◆ Short problem 1:
Summarize the Tableau Zen Master page in two sentences.
◆ Short problem 2:
According to the Tableau Zen Master page, for how long is a Zen Master selected?
◆ Short problem 3:
Write a continuation of the Tableau Zen Master page, starting after its final line.

::: Selected extract :::

The spirit of Tableau is our customers. We build software for the everyday person. By listening to and engaging with our community, we not only build better software, but ultimately a better company.
From this community, a select few have risen above all the rest in their mastery of the product, their willingness to share knowledge and most crucially their desire to help us improve the Tableau solutions of tomorrow. They are, at the same time, our biggest advocates as well as our harshest critics. We are lucky to have them.
Each of these people have demonstrated, in his or her own way, the zen of Tableau.
Selecting a Tableau Zen Master
Tableau Zen Masters are nominated by our Tableau community and our team members. Zen Masters are selected for one year based on their contributions from the previous year.
What does it take to become a Tableau Zen Master? We look for people who excel in the following categories:
- Have they shown a deep understanding of how Tableau works? This can apply to all aspects of Tableau’s products. They might create beautiful dashboards on Tableau Public, maintain Tableau Server, write Web Data Connectors, or run a Tableau Centre of Excellence.
- Do they develop innovative, effective new ways to use Tableau?
- Do they help others be better Tableau users?
- Are their answers to questions correct and clear?
- Are they Tableau evangelists who share our mission? Also, are they confident to constructively tell us when we get things wrong?
- Do we find them engaging with others on our Community Forums, Tableau User Groups, Tableau Public, Twitter, and elsewhere?
- Do they contribute useful, popular ideas on our Ideas Forum?
- Do they share tips and tricks that even our brightest developers hadn’t considered?
- Do they add to the community by offering help to people of all expertise levels?
- Do they help bring Tableau and its mission to new communities and geographies?

::: Dataset :::

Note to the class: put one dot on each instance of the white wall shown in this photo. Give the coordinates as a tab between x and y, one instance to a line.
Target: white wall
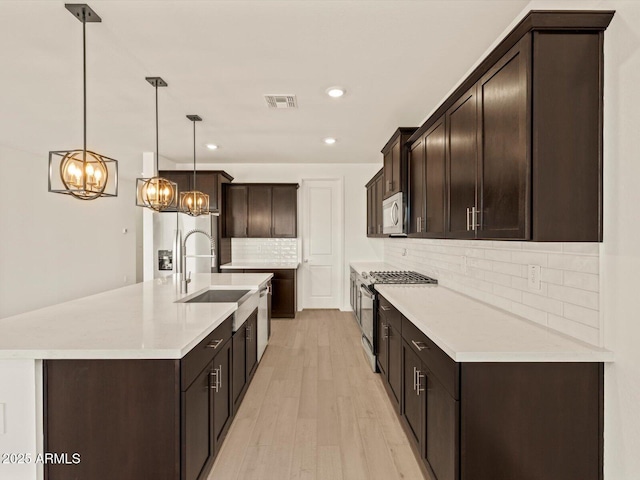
357	247
620	251
54	247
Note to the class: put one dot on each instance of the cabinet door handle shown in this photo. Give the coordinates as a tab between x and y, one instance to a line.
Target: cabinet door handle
213	380
415	370
475	214
419	345
215	343
419	376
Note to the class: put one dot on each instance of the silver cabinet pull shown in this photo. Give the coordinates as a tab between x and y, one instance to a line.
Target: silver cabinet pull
419	388
474	213
213	380
215	343
419	345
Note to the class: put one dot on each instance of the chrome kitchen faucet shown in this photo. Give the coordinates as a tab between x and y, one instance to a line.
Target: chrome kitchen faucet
184	280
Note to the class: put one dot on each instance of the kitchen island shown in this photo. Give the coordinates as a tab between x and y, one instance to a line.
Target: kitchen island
127	345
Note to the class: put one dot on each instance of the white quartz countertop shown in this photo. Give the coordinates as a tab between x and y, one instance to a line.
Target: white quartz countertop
137	321
472	331
360	267
260	265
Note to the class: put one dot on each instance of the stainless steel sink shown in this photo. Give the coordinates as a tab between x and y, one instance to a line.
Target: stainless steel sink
220	296
247	301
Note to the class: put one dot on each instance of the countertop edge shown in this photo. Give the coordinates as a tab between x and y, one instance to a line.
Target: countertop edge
595	355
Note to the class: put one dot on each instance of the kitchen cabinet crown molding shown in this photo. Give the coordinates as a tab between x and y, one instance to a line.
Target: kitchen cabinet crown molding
536	20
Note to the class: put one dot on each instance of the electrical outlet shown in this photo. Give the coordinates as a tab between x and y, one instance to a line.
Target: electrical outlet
533	277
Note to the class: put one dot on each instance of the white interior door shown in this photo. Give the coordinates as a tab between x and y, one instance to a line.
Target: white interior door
322	243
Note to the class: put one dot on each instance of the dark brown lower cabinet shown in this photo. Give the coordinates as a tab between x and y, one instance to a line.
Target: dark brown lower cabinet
499	421
245	357
138	419
284	291
389	349
239	365
222	401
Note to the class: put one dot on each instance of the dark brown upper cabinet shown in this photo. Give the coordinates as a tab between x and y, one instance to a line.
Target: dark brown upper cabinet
235	211
284	222
375	191
462	149
427	177
209	182
395	154
259	210
523	139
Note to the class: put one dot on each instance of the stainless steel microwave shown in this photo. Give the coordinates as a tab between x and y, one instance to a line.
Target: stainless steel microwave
393	215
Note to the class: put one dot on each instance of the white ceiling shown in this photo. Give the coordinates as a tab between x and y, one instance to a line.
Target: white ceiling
397	60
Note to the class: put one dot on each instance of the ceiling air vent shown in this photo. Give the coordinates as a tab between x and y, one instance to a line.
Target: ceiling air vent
281	101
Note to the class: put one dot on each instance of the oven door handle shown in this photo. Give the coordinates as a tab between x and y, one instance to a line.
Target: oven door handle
366	292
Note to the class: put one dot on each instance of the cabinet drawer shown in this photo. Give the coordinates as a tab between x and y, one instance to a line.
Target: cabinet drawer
194	361
390	314
441	365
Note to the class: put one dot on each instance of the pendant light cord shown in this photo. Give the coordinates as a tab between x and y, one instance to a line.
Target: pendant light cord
194	155
84	84
157	149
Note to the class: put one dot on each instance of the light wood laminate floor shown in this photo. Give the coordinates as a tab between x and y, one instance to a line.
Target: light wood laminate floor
315	410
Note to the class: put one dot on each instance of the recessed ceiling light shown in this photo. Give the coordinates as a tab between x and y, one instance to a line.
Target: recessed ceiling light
335	92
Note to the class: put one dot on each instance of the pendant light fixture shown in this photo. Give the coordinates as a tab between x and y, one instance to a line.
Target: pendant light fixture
156	193
84	174
194	202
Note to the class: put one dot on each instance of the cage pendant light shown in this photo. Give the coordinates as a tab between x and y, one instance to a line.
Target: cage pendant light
156	193
194	202
83	174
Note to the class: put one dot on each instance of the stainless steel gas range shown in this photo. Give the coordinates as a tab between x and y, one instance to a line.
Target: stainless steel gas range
364	299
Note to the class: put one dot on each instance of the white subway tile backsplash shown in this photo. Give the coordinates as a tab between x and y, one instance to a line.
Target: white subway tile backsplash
496	273
530	258
585	281
264	249
586	248
574	296
575	263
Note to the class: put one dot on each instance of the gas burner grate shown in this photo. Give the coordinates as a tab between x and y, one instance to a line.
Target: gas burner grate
401	277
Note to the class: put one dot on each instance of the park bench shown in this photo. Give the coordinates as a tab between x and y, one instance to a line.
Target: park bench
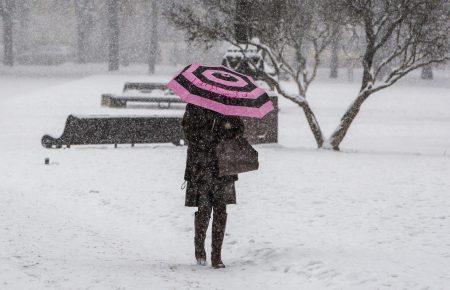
91	130
145	93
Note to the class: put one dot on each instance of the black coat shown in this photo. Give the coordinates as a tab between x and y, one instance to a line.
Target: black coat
204	129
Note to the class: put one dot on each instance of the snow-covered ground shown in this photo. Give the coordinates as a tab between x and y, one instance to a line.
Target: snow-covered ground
375	216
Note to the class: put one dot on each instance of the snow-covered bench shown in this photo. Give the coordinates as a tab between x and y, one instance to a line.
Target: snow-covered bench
156	93
85	130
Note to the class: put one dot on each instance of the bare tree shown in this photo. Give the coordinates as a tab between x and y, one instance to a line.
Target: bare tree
114	34
291	43
335	48
6	12
418	29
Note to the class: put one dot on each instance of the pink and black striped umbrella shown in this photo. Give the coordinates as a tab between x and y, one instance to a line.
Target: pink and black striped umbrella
222	90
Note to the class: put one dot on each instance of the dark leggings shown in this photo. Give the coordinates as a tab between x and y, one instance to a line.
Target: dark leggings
206	209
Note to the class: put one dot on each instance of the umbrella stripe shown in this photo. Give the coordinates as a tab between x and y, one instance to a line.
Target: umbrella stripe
219	107
217	77
195	76
227	100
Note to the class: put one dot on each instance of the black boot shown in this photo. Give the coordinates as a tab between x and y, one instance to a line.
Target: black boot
201	226
218	233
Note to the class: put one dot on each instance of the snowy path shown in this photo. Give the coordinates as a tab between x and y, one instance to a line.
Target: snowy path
376	217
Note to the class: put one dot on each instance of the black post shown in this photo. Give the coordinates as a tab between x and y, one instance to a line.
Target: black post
114	34
153	40
243	13
6	12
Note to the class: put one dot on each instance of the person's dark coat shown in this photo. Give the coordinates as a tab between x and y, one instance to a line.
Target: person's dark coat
203	130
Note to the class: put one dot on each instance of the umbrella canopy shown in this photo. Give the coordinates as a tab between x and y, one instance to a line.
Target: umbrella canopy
222	90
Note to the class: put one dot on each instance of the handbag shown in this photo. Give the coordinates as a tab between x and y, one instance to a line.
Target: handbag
236	156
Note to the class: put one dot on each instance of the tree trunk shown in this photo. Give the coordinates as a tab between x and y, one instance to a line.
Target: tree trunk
114	34
334	60
313	124
346	120
8	57
427	72
153	41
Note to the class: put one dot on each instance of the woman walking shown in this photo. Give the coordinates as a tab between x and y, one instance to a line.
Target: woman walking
204	130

:::

◆ Written response 1:
Tableau Zen Masters are a select few from the Tableau community who stand out for their mastery of the product, their willingness to share knowledge, and their desire to help improve future Tableau solutions. They are nominated by the community and Tableau team members and are selected for one year based on their contributions from the previous year.

◆ Written response 2:
A Zen Master is selected for one year.

◆ Written response 3:
Current Tableau Zen Masters
Few people are pushing Tableau visual design as far as Adam. His designs are beautiful and inspiring. Not only that, the beauty is not used just for the sake of it. He combines technical mastery with beauty to make engaging dashboards. His Beatles viz broke into the mainstream and was featured in media around the world. He is a regular speaker at events, works with the Tableau Foundation, and helps our dev team build the future products.
There might not be anyone in the community doing work as advanced as Allan right now. Responsive dashboards? Animations on Tableau Public? Device-specific dashboards using just CSS? Check. They may not be tricks we all need to use, but this level of mastery, developed through extensive collaboration across the community, shows true mastery of the product.
Andy Kriebel is one of the most prolific Tableau bloggers on the planet. He uses his expertise to help all levels of Tableau users, whether they are beginners or advanced. He’s been helping people improve their visualization skills for years, and this year’s #MakeoverMonday project has been one of the biggest social data projects of the year.
Anya is one of our behind-the-scenes Tableau wizards. You may know her work on the projects such as War Games, but it’s in the background where Anya shines. Anya has been instrumental in skill development for the Tableau Foundation. Not only has she done amazing work for non-profits and charities herself, she has enabled and encouraged others to do the same also, such as in her work for Data + Women.
Bridget sees Tableau in a fresh and inspiring way. Effective data communication is more than just putting some charts on a dashboard. There are many more things to consider: layout, color, annotations, etc. Bridget holds our hands and gives us great ideas about how to turn a good visualization into an engaging one.
Web: Tableau Fit
Brit combines an incredible eye for design with a drive to nurture and amplify others in the community. Since attending Tableau Conference last year, she’s started her own blog, kicked off the Data Dare project, and shared her skills across her community. Brit works tirelessly behind the scenes to educate others through Tableau User Groups and Women in Data meetups. Her Airbnb viz was the basis for some amazing work on the touch experience by Tableau's dev team—work not yet released that we hope you will see in the next year.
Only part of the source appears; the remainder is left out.